Everything in the listing below except the pictures should be reproduced exactly.

RECORDS FOR THE TASK Start Marker

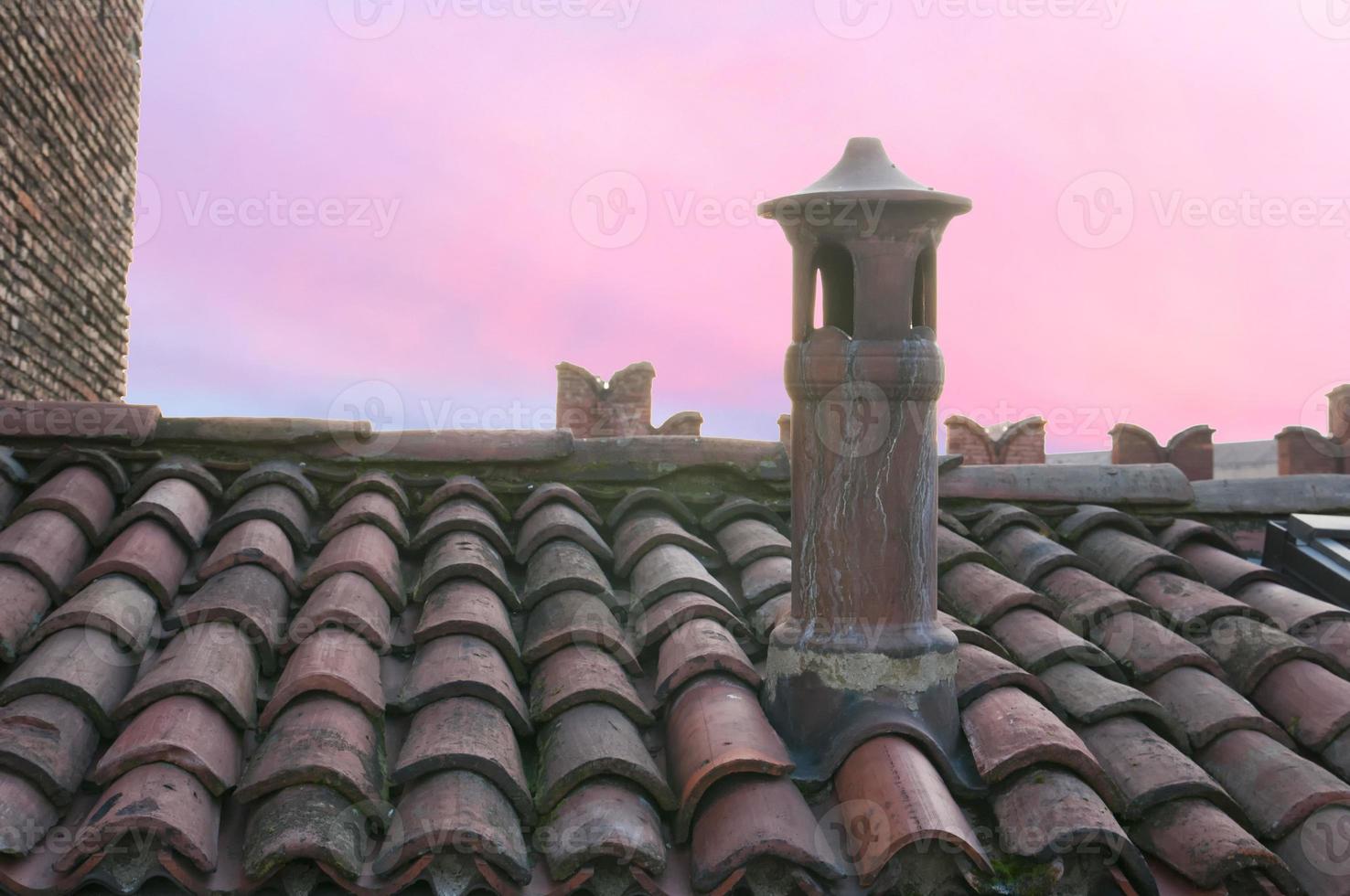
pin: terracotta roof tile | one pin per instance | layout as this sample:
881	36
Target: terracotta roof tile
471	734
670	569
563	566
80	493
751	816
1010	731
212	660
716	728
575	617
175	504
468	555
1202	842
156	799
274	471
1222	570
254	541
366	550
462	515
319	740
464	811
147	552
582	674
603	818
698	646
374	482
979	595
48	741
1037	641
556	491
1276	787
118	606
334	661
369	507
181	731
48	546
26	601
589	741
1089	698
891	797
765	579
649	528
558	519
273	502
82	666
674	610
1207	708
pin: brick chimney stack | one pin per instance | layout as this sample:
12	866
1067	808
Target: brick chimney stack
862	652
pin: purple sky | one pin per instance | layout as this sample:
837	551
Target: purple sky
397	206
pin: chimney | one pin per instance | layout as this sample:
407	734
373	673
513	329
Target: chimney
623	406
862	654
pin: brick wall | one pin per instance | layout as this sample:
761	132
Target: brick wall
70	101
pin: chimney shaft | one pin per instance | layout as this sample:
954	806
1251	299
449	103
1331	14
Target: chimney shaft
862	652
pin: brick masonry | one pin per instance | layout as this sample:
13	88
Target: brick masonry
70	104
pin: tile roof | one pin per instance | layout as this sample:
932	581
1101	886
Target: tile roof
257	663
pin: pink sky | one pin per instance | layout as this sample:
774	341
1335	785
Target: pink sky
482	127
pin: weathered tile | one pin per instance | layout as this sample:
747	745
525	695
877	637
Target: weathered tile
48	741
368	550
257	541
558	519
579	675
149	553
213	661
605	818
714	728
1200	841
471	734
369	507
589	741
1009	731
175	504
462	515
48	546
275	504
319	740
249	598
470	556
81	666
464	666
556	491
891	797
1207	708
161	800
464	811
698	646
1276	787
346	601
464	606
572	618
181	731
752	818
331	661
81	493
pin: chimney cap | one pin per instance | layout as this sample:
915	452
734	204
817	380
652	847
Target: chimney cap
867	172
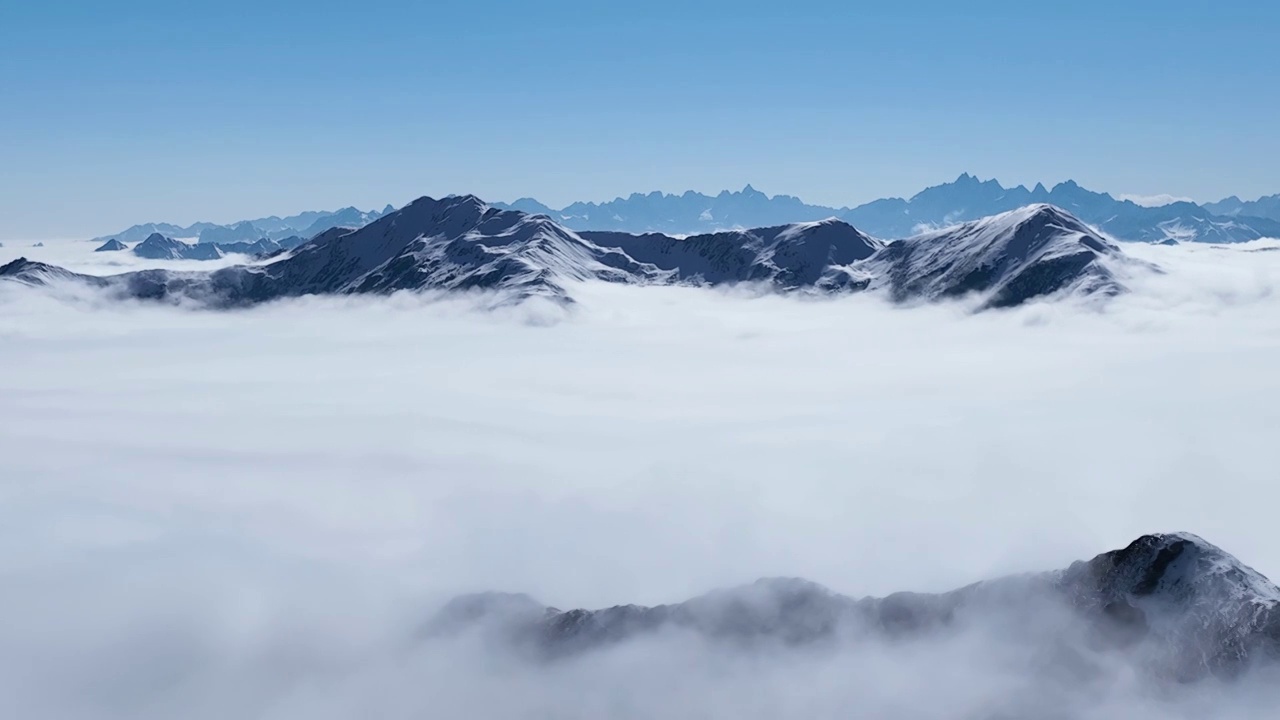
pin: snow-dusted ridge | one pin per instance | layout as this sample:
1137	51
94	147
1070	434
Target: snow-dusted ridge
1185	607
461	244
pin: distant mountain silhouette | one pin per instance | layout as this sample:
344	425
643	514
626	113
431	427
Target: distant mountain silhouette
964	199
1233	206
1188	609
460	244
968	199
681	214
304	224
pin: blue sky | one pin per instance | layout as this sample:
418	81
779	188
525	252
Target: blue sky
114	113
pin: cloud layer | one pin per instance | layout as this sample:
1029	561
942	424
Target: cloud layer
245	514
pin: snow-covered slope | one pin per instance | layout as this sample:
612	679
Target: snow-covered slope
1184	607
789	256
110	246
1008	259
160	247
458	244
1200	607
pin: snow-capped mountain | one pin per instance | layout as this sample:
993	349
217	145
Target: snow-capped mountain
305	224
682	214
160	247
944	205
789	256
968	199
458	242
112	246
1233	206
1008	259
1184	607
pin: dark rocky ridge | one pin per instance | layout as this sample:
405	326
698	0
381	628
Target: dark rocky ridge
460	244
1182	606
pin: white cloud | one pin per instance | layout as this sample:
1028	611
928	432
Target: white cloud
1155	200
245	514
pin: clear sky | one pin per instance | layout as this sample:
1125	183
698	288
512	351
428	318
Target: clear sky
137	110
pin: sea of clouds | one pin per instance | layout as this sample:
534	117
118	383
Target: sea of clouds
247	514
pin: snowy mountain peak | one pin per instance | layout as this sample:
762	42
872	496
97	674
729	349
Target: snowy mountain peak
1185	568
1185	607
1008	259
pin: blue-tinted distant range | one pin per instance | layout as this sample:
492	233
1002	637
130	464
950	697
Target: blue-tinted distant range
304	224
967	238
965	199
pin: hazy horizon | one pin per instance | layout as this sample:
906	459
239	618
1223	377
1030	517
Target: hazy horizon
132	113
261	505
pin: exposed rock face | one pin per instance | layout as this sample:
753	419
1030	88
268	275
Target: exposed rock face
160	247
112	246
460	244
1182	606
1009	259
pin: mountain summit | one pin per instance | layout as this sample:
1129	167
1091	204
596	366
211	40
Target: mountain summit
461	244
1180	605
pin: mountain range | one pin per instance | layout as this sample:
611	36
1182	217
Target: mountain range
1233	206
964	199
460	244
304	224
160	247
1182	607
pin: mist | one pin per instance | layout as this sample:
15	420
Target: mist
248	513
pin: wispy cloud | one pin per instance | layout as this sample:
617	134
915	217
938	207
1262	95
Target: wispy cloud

RECORDS FOR THE TASK End Marker

*EXPECTED ANSWER*
pin: terracotta roof tile | one pin per instance | layout as this sample:
881	36
Target: terracotta roof tile
471	734
670	569
563	566
80	493
751	816
1010	731
212	660
716	728
575	617
175	504
468	555
1202	842
156	799
274	471
1222	570
254	541
366	550
462	515
319	740
464	811
147	552
582	674
603	818
698	646
374	482
979	595
48	741
1037	641
556	491
1276	787
118	606
334	661
369	507
181	731
48	546
26	601
589	741
1089	698
891	797
765	579
649	528
558	519
273	502
82	666
674	610
1207	708
pin: brick chimney stack | one pin per instance | layout as this sample:
12	866
1067	808
Target: brick chimney stack
862	652
pin: purple sky | one pin per instance | layout as this sample:
837	551
Target: purple sky
397	206
pin: chimney | one pin per instance | layout as this sample:
407	734
373	673
513	329
Target: chimney
623	406
862	654
pin: brick wall | one pin per instance | layout as this sample:
761	132
Target: brick wall
70	101
pin: chimney shaft | one pin per instance | layout as this sample:
954	806
1251	299
449	103
1331	14
Target: chimney shaft
862	652
pin: brick masonry | one pin per instance | layout as this sample:
13	88
Target: brick masonry
70	104
pin: tile roof | one pin per instance | layout as this sample:
932	581
1101	886
Target: tile roof
257	663
pin: pink sky | one pin per instance | layout as this sample:
774	341
1335	785
Target: pink sky
482	127
pin: weathered tile | one pin per instance | layout as this sample:
747	745
525	695
877	637
Target: weathered tile
48	741
368	550
257	541
558	519
579	675
149	553
213	661
605	818
714	728
1200	841
471	734
369	507
589	741
1009	731
175	504
462	515
48	546
275	504
319	740
249	598
470	556
81	666
464	666
556	491
891	797
1207	708
161	800
464	811
698	646
1276	787
346	601
464	606
572	618
181	731
752	818
331	661
81	493
pin: chimney cap | one pin per instance | layout as this sample:
915	452
734	204
817	380
652	847
Target: chimney cap
867	172
pin: snow-dusted ridge | one pin per instance | layout as this sample:
1137	51
94	147
1070	434
Target: snow-dusted ridge
1185	607
461	244
pin: distant mountain silhouette | one pin per instance | layout as this sample:
344	425
643	514
626	113
431	427
Target: distant mountain silhouette
964	199
1233	206
1188	609
460	244
968	199
681	214
304	224
pin: blue sky | one pin per instance | layout as this sample:
418	81
779	188
525	252
Target: blue sky
114	113
pin: cloud layer | one pin per instance | layout as this sample:
1029	561
942	424
Target: cloud layer
245	514
pin: snow-covered slope | one pin per instance | layout as this sample:
612	679
Target: snow-covered slope
1184	607
789	256
110	246
1008	259
160	247
458	244
1200	607
pin: snow-capped mountain | one pin per instance | layout as this sample:
993	349
217	145
Target: snow-capped mountain
305	224
682	214
160	247
944	205
789	256
968	199
458	242
112	246
1233	206
1008	259
1184	607
pin: dark rocky ridge | one pin per instance | layout as this sample:
405	326
698	0
381	628
Target: dark rocky ridge
460	244
1182	606
pin: white cloud | one pin per instance | layout as this sample:
1028	611
928	432
Target: white cloud
1155	200
245	514
pin: clear sky | one pin per instance | layout as this sample:
1125	183
698	288
512	351
428	318
Target: clear sky
137	110
pin: sea of clouds | one pin per instance | layout as this sample:
534	117
118	383
Target: sea of clouds
247	514
pin: snowy mountain peak | one pin per instance | layout as this sample:
762	42
872	496
97	674
729	349
Target: snowy mountain peak
1185	568
1185	607
1008	259
pin: blue-tinted distant range | one pin per instance | layout as this sample:
492	233
1002	637
130	464
950	697
Target: blue-tinted distant range
304	224
967	238
965	199
pin: hazy horizon | one pin per instance | layout as this sample:
906	459
239	618
1223	377
1030	517
Target: hazy horizon
132	113
261	505
pin: exposed rock face | one pin per instance | layout as this sample:
753	419
1030	88
268	275
Target: exposed rock face
160	247
112	246
460	244
1182	606
1009	259
pin: mountain summit | one pin per instance | layout as this sample:
1129	167
1091	204
596	366
211	40
Target: mountain summit
461	244
1180	605
pin: mountain range | one pin per instance | layout as this sample:
611	36
1182	217
Target: mountain range
1233	206
964	199
460	244
304	224
160	247
1182	607
pin: mist | one pin per instance | layout as this sample:
15	420
Target: mist
248	513
pin: wispy cloud | one pin per instance | layout as this sample:
617	134
915	217
938	207
1262	95
Target: wispy cloud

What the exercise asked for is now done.